Quoted text.
=======
1@Ian C, they are indeed, but I think its a shame. I love reading the answers to questions like these, and for a topic like audio recording, questions about what gear should I buy are some of the most important questions people have. It is interesting that when the question is about what piece of software should I use, no one complains, but it is essentially the another shopping question. – None – 2011-05-30T20:49:28.593

What type of music are you going to produce in your home project studio? What kind of walls, ceiling and floor do you have? – None – 2011-05-30T20:50:15.203

Thanks for the helpful edit. I play rock music. The walls and ceiling are drywall and the floor is berber carpet. – None – 2011-05-30T21:00:10.313

@Mark Richman: they're just hard to answer in a way that isn't subjective and doesn't have some major temporal locality to the answer. An answer given today is likely not going to be a good answer 10 years from now. And of course "best" is really hard to nail down when you're talking about audio reproduction. But @Neil Fein's edit is good. Let's see how it goes! – None – 2011-05-30T21:25:46.047

Shopping questions are more pertinent with stuff like audio and bicycles, where the market is small and there isn't much to choose from. It's still important to explain why one is recommending something. Shopping questions are gonna happen, all we can do is to close them or try to make them into better questions. – Goodbye Stack Exchange – 2011-06-02T02:17:29.770

I agree that shopping questions are really important in this context. And in truth is this really just "shopping"? No, the asker is asking for information relative to his studio specs, and what features to look for in monitors. Not even asking "what brand should I go for?". Let's ease up and let the answers come in on questions like these. – Marcus – 2018-09-22T00:36:02.563

I can't believe this question is 7 years old... it deserves more answers, but maybe that's the nature of sound.... more questions than answers! – Marcus – 2018-09-22T00:37:51.970

Answers

2

The best advice I can give is to go and listen to the monitors at a store. It's not perfect, but it'll give you a lot more useful information than spec sheets. Take music you know well and A/B/C/etc. all the monitors on your shortlist.
=======
Stated problem. List every name that follows an @ sign in the comment thread about studio monitors above.

Rows from a dataset
=======
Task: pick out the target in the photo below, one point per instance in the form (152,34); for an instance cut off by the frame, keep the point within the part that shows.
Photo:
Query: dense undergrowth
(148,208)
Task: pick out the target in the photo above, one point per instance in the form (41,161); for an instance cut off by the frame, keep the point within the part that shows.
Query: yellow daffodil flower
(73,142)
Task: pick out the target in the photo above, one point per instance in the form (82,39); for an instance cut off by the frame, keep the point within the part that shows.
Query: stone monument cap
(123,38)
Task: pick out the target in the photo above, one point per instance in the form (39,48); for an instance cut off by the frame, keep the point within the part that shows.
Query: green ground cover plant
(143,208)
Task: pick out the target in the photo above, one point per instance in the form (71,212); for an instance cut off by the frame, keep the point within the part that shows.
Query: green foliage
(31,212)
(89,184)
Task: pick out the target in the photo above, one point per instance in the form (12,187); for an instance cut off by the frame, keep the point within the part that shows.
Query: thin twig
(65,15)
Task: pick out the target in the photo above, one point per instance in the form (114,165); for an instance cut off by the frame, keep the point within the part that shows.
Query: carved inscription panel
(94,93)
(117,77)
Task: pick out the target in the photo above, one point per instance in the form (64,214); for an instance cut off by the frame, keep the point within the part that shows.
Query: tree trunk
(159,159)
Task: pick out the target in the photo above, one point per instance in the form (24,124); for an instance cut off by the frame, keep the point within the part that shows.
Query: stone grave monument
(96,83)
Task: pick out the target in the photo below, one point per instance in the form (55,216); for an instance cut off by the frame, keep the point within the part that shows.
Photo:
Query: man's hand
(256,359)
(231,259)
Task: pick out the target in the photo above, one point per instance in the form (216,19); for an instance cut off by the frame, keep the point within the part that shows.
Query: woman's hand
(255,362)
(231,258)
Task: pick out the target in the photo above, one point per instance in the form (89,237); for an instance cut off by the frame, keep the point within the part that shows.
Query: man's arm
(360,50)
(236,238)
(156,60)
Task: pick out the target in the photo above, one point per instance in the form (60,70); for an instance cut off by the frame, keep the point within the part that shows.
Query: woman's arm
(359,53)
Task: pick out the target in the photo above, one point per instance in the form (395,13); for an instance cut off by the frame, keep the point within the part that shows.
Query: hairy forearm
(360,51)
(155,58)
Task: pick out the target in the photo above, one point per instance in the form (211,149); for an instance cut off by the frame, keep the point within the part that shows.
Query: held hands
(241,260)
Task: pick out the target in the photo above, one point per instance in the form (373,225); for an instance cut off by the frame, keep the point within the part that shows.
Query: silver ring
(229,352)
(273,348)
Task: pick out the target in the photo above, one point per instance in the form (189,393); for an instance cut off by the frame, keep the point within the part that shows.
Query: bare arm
=======
Complete output.
Ian C
Mark Richman
Neil Fein